**ENTRIES SUPPLIED**
━━━━━━

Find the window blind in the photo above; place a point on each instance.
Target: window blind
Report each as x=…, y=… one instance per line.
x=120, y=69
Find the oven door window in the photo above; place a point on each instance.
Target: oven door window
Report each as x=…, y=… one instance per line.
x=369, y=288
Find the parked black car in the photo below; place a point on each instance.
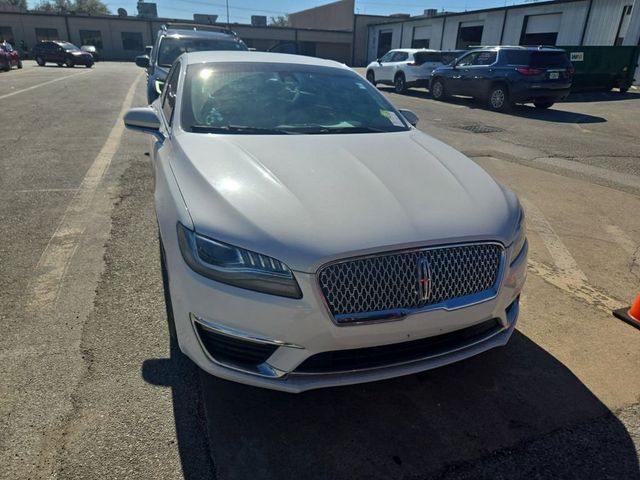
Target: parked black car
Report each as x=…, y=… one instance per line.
x=172, y=40
x=503, y=76
x=61, y=53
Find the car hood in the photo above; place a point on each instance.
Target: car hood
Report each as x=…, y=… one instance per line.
x=309, y=199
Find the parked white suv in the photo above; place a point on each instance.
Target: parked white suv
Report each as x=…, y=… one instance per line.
x=408, y=67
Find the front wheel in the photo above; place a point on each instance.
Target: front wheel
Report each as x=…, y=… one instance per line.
x=399, y=83
x=499, y=98
x=543, y=105
x=371, y=78
x=437, y=89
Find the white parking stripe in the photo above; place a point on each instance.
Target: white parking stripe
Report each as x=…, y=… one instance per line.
x=7, y=95
x=44, y=288
x=565, y=274
x=622, y=239
x=562, y=258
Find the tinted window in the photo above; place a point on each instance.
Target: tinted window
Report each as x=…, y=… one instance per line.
x=387, y=57
x=549, y=59
x=400, y=57
x=485, y=58
x=448, y=57
x=515, y=57
x=422, y=57
x=171, y=48
x=468, y=59
x=169, y=92
x=271, y=98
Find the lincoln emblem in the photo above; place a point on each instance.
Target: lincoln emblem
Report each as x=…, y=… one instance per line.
x=424, y=279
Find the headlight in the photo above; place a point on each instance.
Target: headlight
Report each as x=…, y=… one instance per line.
x=521, y=237
x=236, y=266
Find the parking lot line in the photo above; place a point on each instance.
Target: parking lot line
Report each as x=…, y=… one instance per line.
x=55, y=258
x=7, y=95
x=565, y=274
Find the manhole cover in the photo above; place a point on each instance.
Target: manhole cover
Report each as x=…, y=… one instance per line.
x=481, y=129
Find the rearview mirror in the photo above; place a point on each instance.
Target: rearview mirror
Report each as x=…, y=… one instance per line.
x=145, y=120
x=142, y=61
x=409, y=116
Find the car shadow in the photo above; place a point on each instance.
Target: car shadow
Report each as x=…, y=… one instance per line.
x=611, y=96
x=182, y=376
x=554, y=114
x=417, y=426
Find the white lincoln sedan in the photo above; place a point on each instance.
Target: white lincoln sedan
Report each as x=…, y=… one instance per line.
x=312, y=237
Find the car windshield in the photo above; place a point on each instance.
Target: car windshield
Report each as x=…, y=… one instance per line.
x=172, y=47
x=68, y=46
x=276, y=98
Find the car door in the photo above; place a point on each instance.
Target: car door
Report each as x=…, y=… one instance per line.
x=476, y=78
x=454, y=82
x=425, y=63
x=381, y=69
x=398, y=61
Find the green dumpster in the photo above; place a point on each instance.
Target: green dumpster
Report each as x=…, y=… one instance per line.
x=603, y=68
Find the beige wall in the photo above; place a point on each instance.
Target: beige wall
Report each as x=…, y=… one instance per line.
x=333, y=16
x=330, y=44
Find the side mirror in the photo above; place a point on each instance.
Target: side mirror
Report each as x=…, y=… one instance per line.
x=145, y=120
x=409, y=116
x=142, y=61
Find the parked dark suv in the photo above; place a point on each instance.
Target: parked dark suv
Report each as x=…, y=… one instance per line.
x=176, y=38
x=61, y=53
x=503, y=76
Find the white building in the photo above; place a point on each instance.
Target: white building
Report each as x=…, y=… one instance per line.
x=559, y=22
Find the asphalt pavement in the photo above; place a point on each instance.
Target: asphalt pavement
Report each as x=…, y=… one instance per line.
x=91, y=387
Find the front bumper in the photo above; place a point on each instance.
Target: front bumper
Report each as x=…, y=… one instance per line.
x=296, y=330
x=539, y=93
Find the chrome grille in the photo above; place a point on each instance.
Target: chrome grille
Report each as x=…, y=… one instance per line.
x=359, y=288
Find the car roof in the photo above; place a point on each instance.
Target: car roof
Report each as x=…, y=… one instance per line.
x=412, y=50
x=541, y=48
x=263, y=57
x=184, y=32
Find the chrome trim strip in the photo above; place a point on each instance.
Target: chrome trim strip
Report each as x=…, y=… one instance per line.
x=408, y=362
x=262, y=370
x=368, y=318
x=234, y=333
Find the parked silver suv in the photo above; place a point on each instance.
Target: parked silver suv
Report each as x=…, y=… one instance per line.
x=408, y=67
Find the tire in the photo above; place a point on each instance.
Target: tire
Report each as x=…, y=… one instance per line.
x=498, y=99
x=171, y=323
x=371, y=77
x=400, y=83
x=437, y=89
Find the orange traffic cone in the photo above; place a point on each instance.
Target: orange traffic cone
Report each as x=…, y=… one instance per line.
x=632, y=315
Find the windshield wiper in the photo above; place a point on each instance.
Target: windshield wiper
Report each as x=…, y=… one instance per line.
x=239, y=129
x=330, y=130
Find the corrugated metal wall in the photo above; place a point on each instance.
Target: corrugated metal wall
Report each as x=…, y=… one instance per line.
x=601, y=29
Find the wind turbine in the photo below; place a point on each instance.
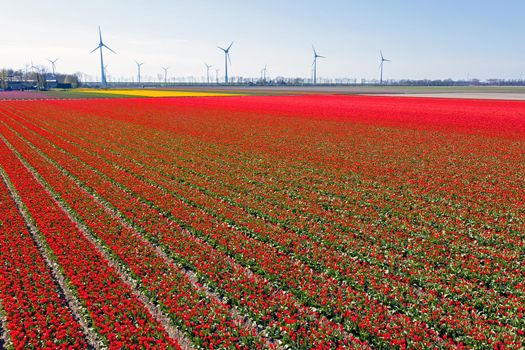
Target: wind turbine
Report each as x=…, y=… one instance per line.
x=53, y=65
x=263, y=72
x=165, y=69
x=138, y=68
x=208, y=66
x=383, y=60
x=99, y=47
x=226, y=60
x=316, y=56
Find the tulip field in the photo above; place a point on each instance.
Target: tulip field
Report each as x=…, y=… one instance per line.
x=255, y=222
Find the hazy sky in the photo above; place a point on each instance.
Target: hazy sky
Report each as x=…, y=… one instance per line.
x=435, y=39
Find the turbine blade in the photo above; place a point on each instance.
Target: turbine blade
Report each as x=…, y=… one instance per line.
x=107, y=47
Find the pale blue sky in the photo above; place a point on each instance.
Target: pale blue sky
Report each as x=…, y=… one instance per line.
x=424, y=39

━━━━━━

**DIRECTIONS**
Would you copy out every line of the data above exactly, minus the pictures?

**SOLVED EXERCISE**
Find the window blind in the photo above; place a point on each instance.
Target: window blind
Report each as x=…, y=… one instance per line.
x=120, y=69
Find the oven door window in the photo above; place a point on each instance.
Target: oven door window
Report each as x=…, y=… one instance per line.
x=369, y=288
Find the parked black car in the photo below; place a point on each instance.
Target: parked black car
Report each as x=…, y=… one instance per line.
x=172, y=40
x=503, y=76
x=61, y=53
Find the car hood in the photo above; place a point on each instance.
Target: car hood
Report each as x=…, y=… one instance per line.
x=309, y=199
Find the parked white suv in the photo above; place a point on each instance.
Target: parked white suv
Report each as x=…, y=… one instance per line.
x=408, y=67
Find the front wheel in the photo above; place a point on each instance.
Target: front wheel
Report each as x=…, y=… one instance per line.
x=399, y=83
x=499, y=98
x=543, y=105
x=371, y=78
x=437, y=89
Find the white parking stripe in the photo above; place a point on each instance.
Target: white parking stripe
Report each as x=…, y=… one instance per line.
x=7, y=95
x=44, y=288
x=565, y=274
x=622, y=239
x=562, y=258
Find the tinted window in the photo above; place a point on each instance.
Target: tinted window
Report each as x=…, y=… one instance per line.
x=387, y=57
x=549, y=59
x=400, y=57
x=485, y=58
x=448, y=57
x=515, y=57
x=422, y=57
x=171, y=48
x=468, y=59
x=169, y=92
x=271, y=98
Find the lincoln emblem in the photo above; place a point on each instance.
Target: lincoln emblem
Report each as x=…, y=… one instance per line.
x=424, y=279
Find the headlight in the photo above; place a point on each instance.
Target: headlight
Report each as x=…, y=… one instance per line.
x=521, y=237
x=236, y=266
Find the parking lot line in the photo above; place a point on each instance.
Target: parking lot line
Report each as x=…, y=… one instance per line.
x=55, y=258
x=7, y=95
x=565, y=274
Find the manhole cover in the photo above; place a point on each instance.
Target: manhole cover
Report each as x=…, y=… one instance per line.
x=481, y=129
Find the rearview mirror in the photo above; place a point on each instance.
Target: rearview mirror
Report each as x=…, y=… one instance per line.
x=145, y=120
x=142, y=61
x=409, y=116
Find the car shadow in the photo above; place a point on each instance.
Target: car shadow
Report each as x=…, y=… one instance per line.
x=611, y=96
x=182, y=376
x=554, y=114
x=417, y=426
Find the white lincoln sedan in the photo above; place a point on each instance.
Target: white lincoln sedan
Report each as x=…, y=… one instance per line.
x=312, y=237
Find the car windshield in the photo above; place a point on each instance.
Target: car windshield
Report each as x=…, y=… one instance per line.
x=172, y=47
x=68, y=46
x=276, y=98
Find the car door in the photo above; place a point on each instance.
Target: car door
Report each as x=…, y=… one instance per line.
x=476, y=78
x=454, y=82
x=425, y=63
x=381, y=69
x=398, y=61
Find the green dumpster in the photo above; place a point on each instance.
Target: green dumpster
Report each as x=…, y=… one instance per line.
x=603, y=68
Find the beige wall in the photo above; place a point on each instance.
Target: beige wall
Report each as x=…, y=… one instance per line.
x=333, y=16
x=330, y=44
Find the side mirror in the photo above; place a point on each instance.
Target: side mirror
Report each as x=…, y=… one instance per line.
x=145, y=120
x=409, y=116
x=142, y=61
Find the parked dark suv in the photo above; place a point on each instance.
Target: parked dark suv
Report each as x=…, y=… one instance per line.
x=176, y=38
x=61, y=53
x=503, y=76
Find the white building in the photo above; place a point on each instance.
Target: white building
Report each as x=…, y=… one instance per line.
x=559, y=22
Find the asphalt pavement in the photo above; place a point on each instance.
Target: asphalt pavement
Report each as x=…, y=… one instance per line.
x=91, y=387
Find the front bumper in the photo above; place a point on each instance.
Target: front bumper
Report each as x=…, y=… one instance per line.
x=296, y=330
x=539, y=93
Find the chrome grille in the photo above; place a point on each instance.
Target: chrome grille
Report each as x=…, y=… one instance per line.
x=359, y=288
Find the car roof in the photo above; place a point on each instance.
Target: car roof
Report each as x=…, y=… one instance per line.
x=412, y=50
x=541, y=48
x=263, y=57
x=184, y=32
Find the chrome trim strip in the photo above; place a point on each instance.
Target: chrome trim strip
Report each as x=…, y=… one instance per line.
x=408, y=362
x=262, y=370
x=368, y=318
x=234, y=333
Find the parked silver suv in the photo above; place a point on each instance.
Target: parked silver suv
Report each as x=…, y=… one instance per line.
x=408, y=67
Find the tire in the photo above; place a point on each instance.
Target: tire
Report each as x=…, y=… one instance per line.
x=498, y=99
x=171, y=323
x=371, y=77
x=400, y=83
x=437, y=89
Find the orange traffic cone in the photo above; place a point on each instance.
Target: orange traffic cone
Report each as x=…, y=… one instance per line.
x=632, y=315
Find the windshield wiper in the photo above; place a point on each instance.
Target: windshield wiper
Report each as x=…, y=… one instance per line.
x=239, y=129
x=330, y=130
Find the corrugated metal wall in the photo above; place a point on each instance.
Target: corrugated metal wall
Report each as x=…, y=… one instance per line.
x=601, y=29
Find the wind turbine in the photo below; place a point on each instance.
Target: wind turbine
Report each as x=…, y=… one instance per line.
x=53, y=65
x=263, y=72
x=165, y=69
x=138, y=68
x=208, y=66
x=383, y=60
x=99, y=47
x=226, y=60
x=316, y=56
Find the tulip field in the photo above; place a point on each instance.
Target: tulip field
Report each as x=…, y=… one instance per line.
x=255, y=222
Find the hazy sky in the photo above; place a point on each instance.
Target: hazy sky
Report each as x=…, y=… one instance per line.
x=435, y=39
Find the turbine blade in the photo above; place a point on each instance.
Target: turbine blade
Report each as x=…, y=… one instance per line.
x=107, y=47
Find the pale blue sky in the photo above; place a point on each instance.
Target: pale blue sky
Report each as x=…, y=… one instance per line.
x=424, y=39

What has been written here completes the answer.